<<<<

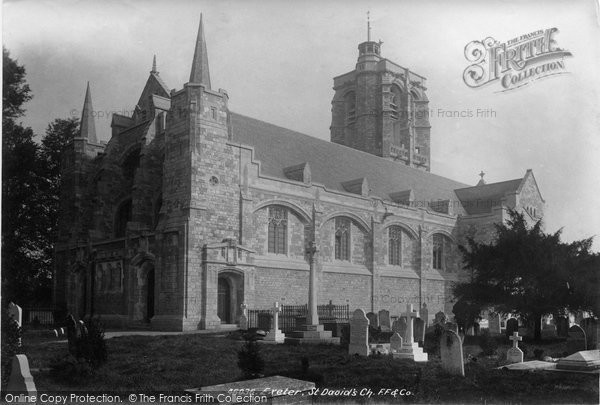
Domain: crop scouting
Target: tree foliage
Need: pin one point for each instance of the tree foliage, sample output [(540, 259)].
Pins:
[(30, 186), (530, 273)]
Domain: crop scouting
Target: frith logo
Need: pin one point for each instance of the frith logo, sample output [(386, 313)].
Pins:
[(515, 63)]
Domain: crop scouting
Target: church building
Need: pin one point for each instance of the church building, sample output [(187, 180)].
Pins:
[(190, 209)]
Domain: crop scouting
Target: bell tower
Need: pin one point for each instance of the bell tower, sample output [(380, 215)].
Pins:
[(381, 108)]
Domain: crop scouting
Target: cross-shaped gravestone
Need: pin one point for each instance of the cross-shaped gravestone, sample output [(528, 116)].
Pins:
[(276, 311), (514, 354), (410, 315)]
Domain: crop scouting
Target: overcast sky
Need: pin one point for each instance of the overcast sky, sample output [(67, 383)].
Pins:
[(277, 60)]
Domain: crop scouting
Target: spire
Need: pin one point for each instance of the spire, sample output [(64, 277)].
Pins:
[(482, 181), (200, 72), (88, 128), (154, 65)]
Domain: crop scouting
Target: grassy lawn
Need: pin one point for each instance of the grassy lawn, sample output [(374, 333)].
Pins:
[(174, 363)]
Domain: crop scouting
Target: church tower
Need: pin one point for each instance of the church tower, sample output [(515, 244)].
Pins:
[(381, 108)]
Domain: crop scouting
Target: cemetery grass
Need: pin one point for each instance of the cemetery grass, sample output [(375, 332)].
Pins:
[(174, 363)]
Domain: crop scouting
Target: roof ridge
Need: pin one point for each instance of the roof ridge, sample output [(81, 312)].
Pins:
[(352, 150)]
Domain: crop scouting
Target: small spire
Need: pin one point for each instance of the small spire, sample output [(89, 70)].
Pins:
[(88, 128), (154, 65), (200, 73), (481, 181), (368, 26)]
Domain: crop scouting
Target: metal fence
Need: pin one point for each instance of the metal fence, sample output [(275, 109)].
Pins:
[(292, 316)]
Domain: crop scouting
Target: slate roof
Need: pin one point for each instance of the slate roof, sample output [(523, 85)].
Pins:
[(480, 199), (332, 164)]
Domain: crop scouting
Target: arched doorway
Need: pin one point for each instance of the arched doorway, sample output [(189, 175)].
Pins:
[(224, 300), (150, 295)]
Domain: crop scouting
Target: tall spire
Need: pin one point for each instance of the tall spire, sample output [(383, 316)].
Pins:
[(200, 72), (153, 65), (88, 128)]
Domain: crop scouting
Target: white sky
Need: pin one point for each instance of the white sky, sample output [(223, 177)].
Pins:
[(277, 60)]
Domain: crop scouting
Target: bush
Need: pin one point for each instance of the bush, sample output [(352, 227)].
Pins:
[(11, 344), (250, 360), (488, 344)]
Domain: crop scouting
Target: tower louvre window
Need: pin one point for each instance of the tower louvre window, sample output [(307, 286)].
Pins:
[(342, 238), (395, 245), (277, 230)]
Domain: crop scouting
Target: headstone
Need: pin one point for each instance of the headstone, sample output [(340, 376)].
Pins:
[(577, 339), (71, 333), (440, 318), (16, 313), (410, 349), (425, 314), (373, 320), (451, 353), (384, 320), (21, 380), (512, 326), (275, 335), (359, 334), (419, 333), (514, 354), (395, 343), (590, 327), (562, 326), (399, 326), (451, 326), (243, 322)]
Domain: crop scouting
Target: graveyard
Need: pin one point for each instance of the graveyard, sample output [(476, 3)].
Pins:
[(446, 366)]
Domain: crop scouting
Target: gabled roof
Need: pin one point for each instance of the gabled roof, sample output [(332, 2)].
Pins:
[(332, 164), (481, 198)]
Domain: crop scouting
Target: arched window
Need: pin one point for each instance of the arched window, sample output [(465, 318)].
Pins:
[(131, 164), (395, 245), (350, 104), (278, 218), (122, 217), (440, 245), (342, 238)]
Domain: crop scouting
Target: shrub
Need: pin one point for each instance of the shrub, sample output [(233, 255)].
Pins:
[(488, 344), (11, 344), (250, 360)]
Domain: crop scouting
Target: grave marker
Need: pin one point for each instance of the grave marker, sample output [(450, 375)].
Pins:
[(451, 353), (359, 334), (384, 320), (514, 354)]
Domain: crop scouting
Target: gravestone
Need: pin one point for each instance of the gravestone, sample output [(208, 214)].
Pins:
[(451, 353), (395, 343), (562, 326), (373, 320), (384, 320), (71, 333), (400, 326), (275, 335), (419, 331), (359, 334), (590, 327), (16, 313), (577, 340), (512, 326), (514, 354), (440, 318), (425, 314), (21, 380), (243, 323), (410, 349)]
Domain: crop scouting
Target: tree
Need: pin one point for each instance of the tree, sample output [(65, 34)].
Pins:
[(528, 272)]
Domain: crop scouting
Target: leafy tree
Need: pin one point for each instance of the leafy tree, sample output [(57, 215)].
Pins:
[(530, 273)]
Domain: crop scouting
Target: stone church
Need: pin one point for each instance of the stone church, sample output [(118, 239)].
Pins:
[(190, 209)]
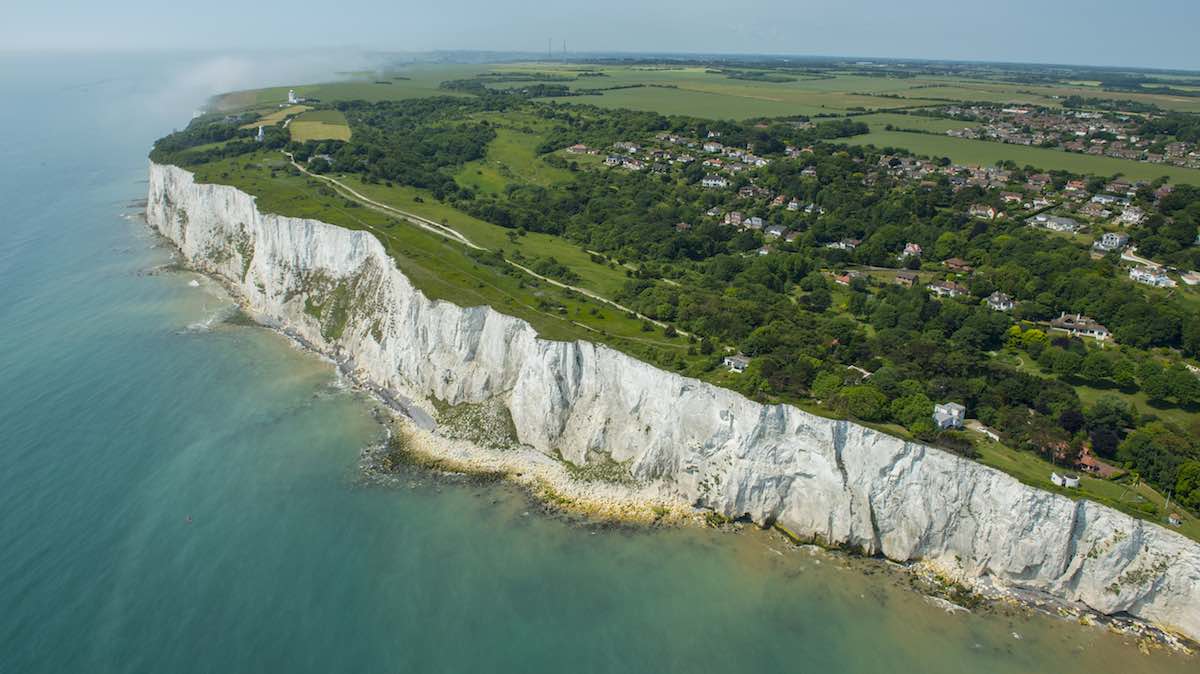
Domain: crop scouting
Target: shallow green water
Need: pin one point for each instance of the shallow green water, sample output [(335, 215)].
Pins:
[(183, 495)]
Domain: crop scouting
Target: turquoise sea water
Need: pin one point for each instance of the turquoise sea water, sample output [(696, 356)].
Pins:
[(179, 494)]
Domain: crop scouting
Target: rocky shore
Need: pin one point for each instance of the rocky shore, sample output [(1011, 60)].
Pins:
[(603, 433)]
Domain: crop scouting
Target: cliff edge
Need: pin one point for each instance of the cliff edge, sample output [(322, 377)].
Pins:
[(835, 481)]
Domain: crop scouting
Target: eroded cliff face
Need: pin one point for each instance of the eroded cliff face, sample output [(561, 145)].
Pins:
[(833, 480)]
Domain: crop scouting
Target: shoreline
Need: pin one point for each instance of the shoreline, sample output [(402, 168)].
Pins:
[(546, 481)]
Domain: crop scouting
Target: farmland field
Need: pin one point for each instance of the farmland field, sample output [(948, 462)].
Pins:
[(983, 152), (321, 125)]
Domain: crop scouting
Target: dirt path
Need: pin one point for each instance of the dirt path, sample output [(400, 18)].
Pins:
[(443, 230)]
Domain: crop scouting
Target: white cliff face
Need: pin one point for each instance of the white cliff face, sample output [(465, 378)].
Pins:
[(832, 480)]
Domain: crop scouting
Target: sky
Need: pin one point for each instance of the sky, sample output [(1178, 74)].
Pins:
[(1110, 32)]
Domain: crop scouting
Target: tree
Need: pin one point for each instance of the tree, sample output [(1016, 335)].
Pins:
[(863, 402), (911, 409), (1187, 486)]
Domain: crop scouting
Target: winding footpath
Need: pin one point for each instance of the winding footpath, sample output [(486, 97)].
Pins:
[(443, 230)]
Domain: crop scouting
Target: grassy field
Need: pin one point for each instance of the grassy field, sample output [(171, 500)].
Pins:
[(271, 118), (511, 157), (879, 122), (443, 269), (321, 125), (1036, 471), (984, 152)]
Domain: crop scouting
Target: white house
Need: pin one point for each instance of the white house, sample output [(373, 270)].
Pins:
[(1151, 276), (1000, 302), (949, 415), (1111, 241)]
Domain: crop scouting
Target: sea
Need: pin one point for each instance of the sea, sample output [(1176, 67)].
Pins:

>>>>

→ DESCRIPTION OF THE TASK:
From the records above, retype only the lines starting at the line that contains "Need: pin one point for each instance of the shrub, sample" and ending at the line that contains "Need: pin one point for each instance of the gravestone, sample", both included.

→ FINAL ANSWER:
Need: pin one point for each instance of the shrub, sample output [(233, 255)].
Pins:
[(488, 344), (11, 344), (250, 360)]
Domain: crop scouting
Target: grave marker
Need: pin one point for each instance of the grave marker, sample output [(450, 375)].
Pins:
[(451, 353), (359, 334), (384, 320), (514, 354)]
Domain: crop scouting
Target: gravestone
Need: pin one point for each instance of the gravestone, sample output [(208, 214)].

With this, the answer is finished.